[Photo object pointing records]
* * * * * * *
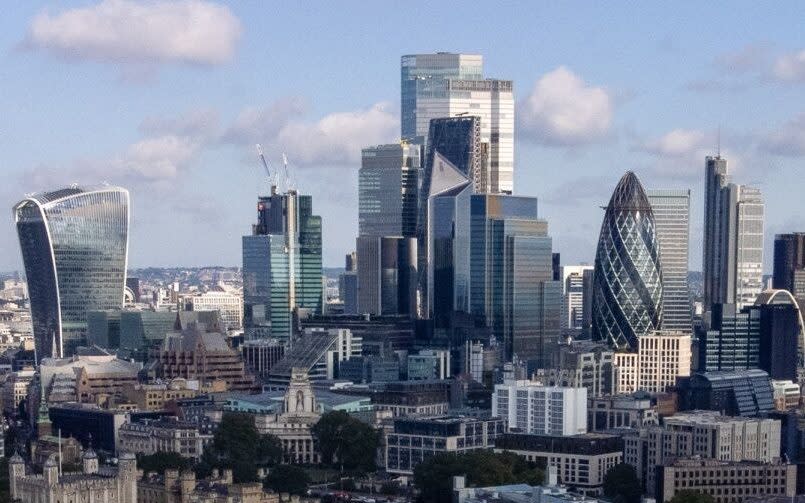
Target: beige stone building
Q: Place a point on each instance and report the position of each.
(299, 413)
(660, 358)
(93, 484)
(727, 482)
(173, 487)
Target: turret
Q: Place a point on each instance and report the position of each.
(90, 462)
(50, 471)
(16, 470)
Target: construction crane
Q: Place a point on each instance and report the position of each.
(288, 184)
(265, 164)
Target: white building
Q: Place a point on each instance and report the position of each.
(532, 408)
(661, 357)
(228, 303)
(573, 296)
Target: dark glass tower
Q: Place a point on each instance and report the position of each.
(789, 263)
(627, 283)
(74, 245)
(281, 265)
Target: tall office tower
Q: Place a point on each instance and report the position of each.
(387, 275)
(627, 283)
(387, 190)
(282, 270)
(789, 263)
(510, 275)
(733, 239)
(572, 278)
(671, 210)
(74, 245)
(715, 179)
(742, 266)
(449, 85)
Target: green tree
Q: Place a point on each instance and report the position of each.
(161, 461)
(238, 445)
(622, 485)
(434, 476)
(287, 479)
(688, 496)
(344, 440)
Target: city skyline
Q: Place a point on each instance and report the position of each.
(183, 122)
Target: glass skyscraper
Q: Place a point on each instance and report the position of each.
(450, 85)
(282, 269)
(733, 239)
(627, 282)
(387, 190)
(671, 210)
(74, 244)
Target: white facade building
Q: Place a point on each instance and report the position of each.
(573, 296)
(531, 407)
(228, 304)
(448, 85)
(661, 357)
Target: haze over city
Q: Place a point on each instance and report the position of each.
(172, 108)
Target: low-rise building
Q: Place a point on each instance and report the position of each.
(530, 407)
(621, 411)
(580, 364)
(95, 484)
(413, 398)
(200, 354)
(726, 481)
(417, 439)
(150, 436)
(701, 433)
(660, 359)
(581, 461)
(292, 426)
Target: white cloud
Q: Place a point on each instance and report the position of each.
(139, 33)
(678, 143)
(261, 124)
(335, 139)
(791, 67)
(788, 140)
(564, 110)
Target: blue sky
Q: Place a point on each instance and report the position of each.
(168, 99)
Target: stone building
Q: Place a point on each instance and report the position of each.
(95, 484)
(300, 412)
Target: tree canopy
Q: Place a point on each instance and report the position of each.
(287, 479)
(346, 441)
(161, 461)
(622, 485)
(688, 496)
(434, 476)
(238, 445)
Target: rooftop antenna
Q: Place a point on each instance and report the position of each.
(288, 184)
(719, 141)
(265, 164)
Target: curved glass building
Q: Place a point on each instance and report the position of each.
(627, 282)
(74, 244)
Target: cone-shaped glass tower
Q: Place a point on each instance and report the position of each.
(627, 283)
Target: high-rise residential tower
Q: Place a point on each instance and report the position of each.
(282, 270)
(450, 85)
(387, 190)
(74, 244)
(573, 298)
(627, 283)
(715, 179)
(733, 239)
(789, 263)
(671, 210)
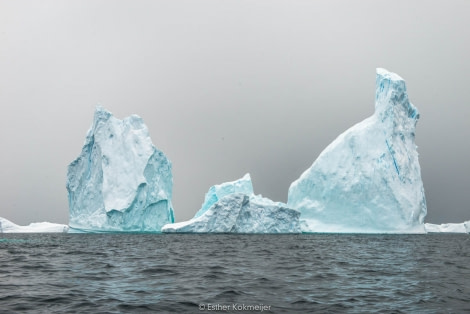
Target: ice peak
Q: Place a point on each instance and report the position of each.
(101, 114)
(391, 101)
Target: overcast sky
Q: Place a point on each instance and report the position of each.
(226, 88)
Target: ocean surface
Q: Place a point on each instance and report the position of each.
(320, 273)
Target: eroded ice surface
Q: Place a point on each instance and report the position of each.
(232, 207)
(7, 226)
(241, 213)
(216, 192)
(368, 179)
(120, 181)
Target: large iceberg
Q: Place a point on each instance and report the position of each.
(233, 208)
(369, 178)
(120, 181)
(463, 227)
(6, 226)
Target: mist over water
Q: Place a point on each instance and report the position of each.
(117, 273)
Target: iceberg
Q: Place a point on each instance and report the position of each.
(120, 181)
(7, 226)
(233, 208)
(463, 227)
(216, 192)
(368, 180)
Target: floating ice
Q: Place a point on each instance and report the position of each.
(369, 178)
(120, 181)
(7, 226)
(216, 192)
(463, 227)
(233, 208)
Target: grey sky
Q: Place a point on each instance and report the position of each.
(226, 87)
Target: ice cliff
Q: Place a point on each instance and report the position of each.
(369, 178)
(7, 226)
(120, 181)
(233, 208)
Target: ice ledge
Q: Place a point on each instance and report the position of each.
(385, 74)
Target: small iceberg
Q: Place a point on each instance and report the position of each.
(463, 227)
(233, 208)
(6, 226)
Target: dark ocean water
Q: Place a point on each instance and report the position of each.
(140, 273)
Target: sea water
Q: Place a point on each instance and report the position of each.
(140, 273)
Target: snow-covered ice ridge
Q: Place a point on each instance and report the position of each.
(368, 179)
(7, 226)
(120, 181)
(232, 207)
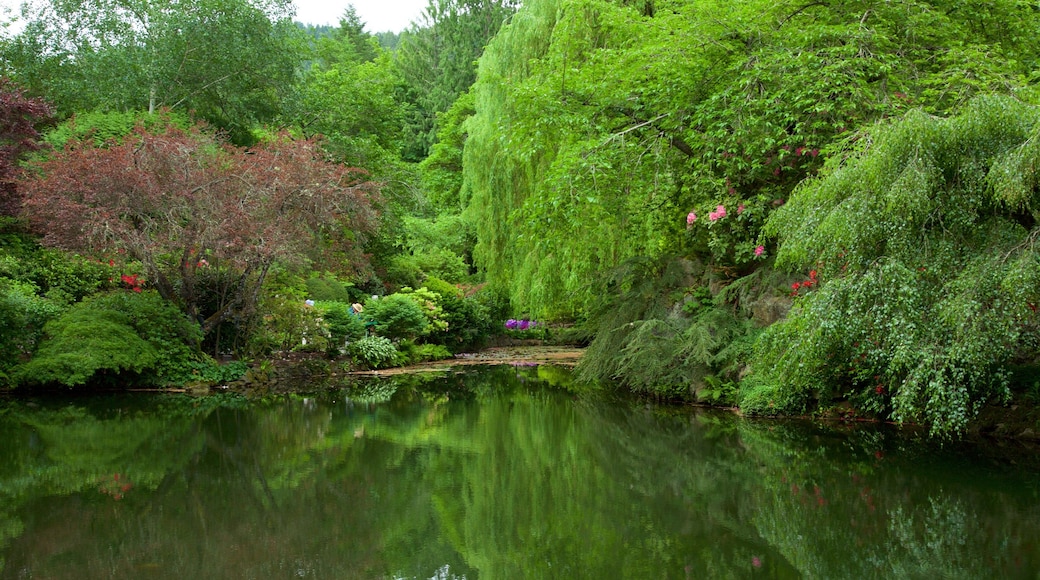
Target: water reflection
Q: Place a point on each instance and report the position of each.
* * * * * * *
WRITTEN EXERCISE - Repeat each entry exactly as it appears; skip any picture.

FULL RESPONSE -
Target: beige stone building
Q: Place a point on each instance and report the position of each.
(299, 413)
(660, 358)
(93, 484)
(727, 482)
(173, 487)
Target: turret
Q: Place a point on each instance and report the position of each.
(90, 462)
(50, 471)
(16, 470)
Target: construction crane
Q: Place a point on each instance and report the position of each.
(288, 184)
(265, 164)
Target: white building
Q: Place a point on each instance and report the position of each.
(532, 408)
(661, 357)
(228, 303)
(573, 296)
Target: dark glass tower
Q: Place a point on each instance and report the position of each.
(789, 263)
(627, 283)
(74, 245)
(281, 265)
Target: tall office tower
Q: Place a point on each instance and report the position of each.
(387, 275)
(627, 283)
(387, 190)
(282, 270)
(789, 263)
(510, 275)
(733, 239)
(572, 278)
(671, 210)
(74, 245)
(715, 179)
(742, 266)
(449, 85)
Target: green tree
Q: Place a point on each instance and report the position of each.
(161, 461)
(238, 445)
(622, 485)
(434, 476)
(287, 479)
(688, 496)
(344, 440)
Target: city skyline
Q: Place a point on each instance and report the position of each.
(183, 122)
Target: glass skyscraper
Q: Place a point on each instance and report the position of each.
(450, 85)
(282, 269)
(733, 239)
(627, 282)
(387, 190)
(671, 210)
(74, 244)
Target: white facade building
Q: Place a point on each instance and report the position of each.
(573, 296)
(531, 407)
(228, 304)
(448, 85)
(661, 357)
Target: haze over city
Q: Place a point on each instance and report the position of each.
(172, 108)
Target: low-rise building
Q: Place a point on each instance and report the position of each.
(530, 407)
(621, 411)
(580, 364)
(95, 484)
(413, 398)
(200, 354)
(726, 481)
(417, 439)
(150, 436)
(701, 433)
(660, 359)
(581, 461)
(292, 426)
Target: white cloud
Q: Place a point on each instance and report the position of each.
(139, 33)
(678, 143)
(261, 124)
(335, 139)
(791, 67)
(788, 140)
(564, 110)
Target: blue sky
Q: Place a point on each instance and report the position of each.
(168, 99)
Target: stone building
Q: Place a point on each instance and report the position of each.
(95, 484)
(300, 412)
Target: tree canopy
Q: Place a point on each instance and report the position of each.
(287, 479)
(346, 441)
(161, 461)
(622, 485)
(688, 496)
(434, 476)
(238, 445)
Target: rooftop antenna
Q: Place a point on each instance and report the position of each.
(288, 184)
(719, 141)
(265, 164)
Target: curved glass building
Q: Place a point on each instance and report the position of each.
(627, 282)
(74, 244)
Target: cone-shaped glass tower
Q: Place a point on each instance and report the position of each.
(627, 283)
Target: high-rise residential tower
Q: Place a point on each instance and report the position of each.
(282, 270)
(450, 85)
(387, 190)
(74, 244)
(573, 298)
(627, 283)
(715, 179)
(733, 239)
(789, 263)
(671, 210)
Target: ice peak
Q: Place a point on each instance and report the position of each.
(101, 114)
(391, 101)
Target: overcast sky
Q: Place a point on each instance and report the position of each.
(226, 88)
Target: ocean surface
Q: Place a point on each instance and report the position of each.
(320, 273)
Target: eroded ice surface
Q: Place a point on each instance and report the position of each.
(232, 207)
(7, 226)
(241, 213)
(216, 192)
(368, 179)
(120, 181)
Target: large iceberg
Q: Place a point on each instance and report the position of each.
(233, 208)
(369, 178)
(120, 181)
(463, 227)
(6, 226)
Target: mist over water
Q: Place a point on each instance and report the position of each.
(117, 273)
Target: iceberg
Q: Place a point on each instance and report the position of each.
(120, 181)
(7, 226)
(233, 208)
(463, 227)
(216, 192)
(368, 180)
Target: floating ice
Q: Place a point on each instance and report the position of each.
(369, 178)
(120, 181)
(7, 226)
(216, 192)
(463, 227)
(233, 208)
Target: grey sky
Q: Place a point on each instance and report the position of each.
(226, 87)
Target: ice cliff
Q: Place a point on each instance and report the position of each.
(369, 178)
(7, 226)
(120, 181)
(233, 208)
Target: ice ledge
Q: Place a point on each instance and report the position of each.
(385, 74)
Target: small iceberg
Q: Place a point on each instance and report the position of each.
(463, 227)
(233, 208)
(6, 226)
Target: dark ocean water
Q: Place a point on each instance and report the position of each.
(140, 273)
Target: sea water
Q: Place a point on each instance and report the position of each.
(140, 273)
Target: snow-covered ice ridge
Q: Place a point on each instance and report the position of each.
(368, 179)
(7, 226)
(120, 181)
(232, 207)
Target: water reflection
Q: Place a point on each instance and report the position of each.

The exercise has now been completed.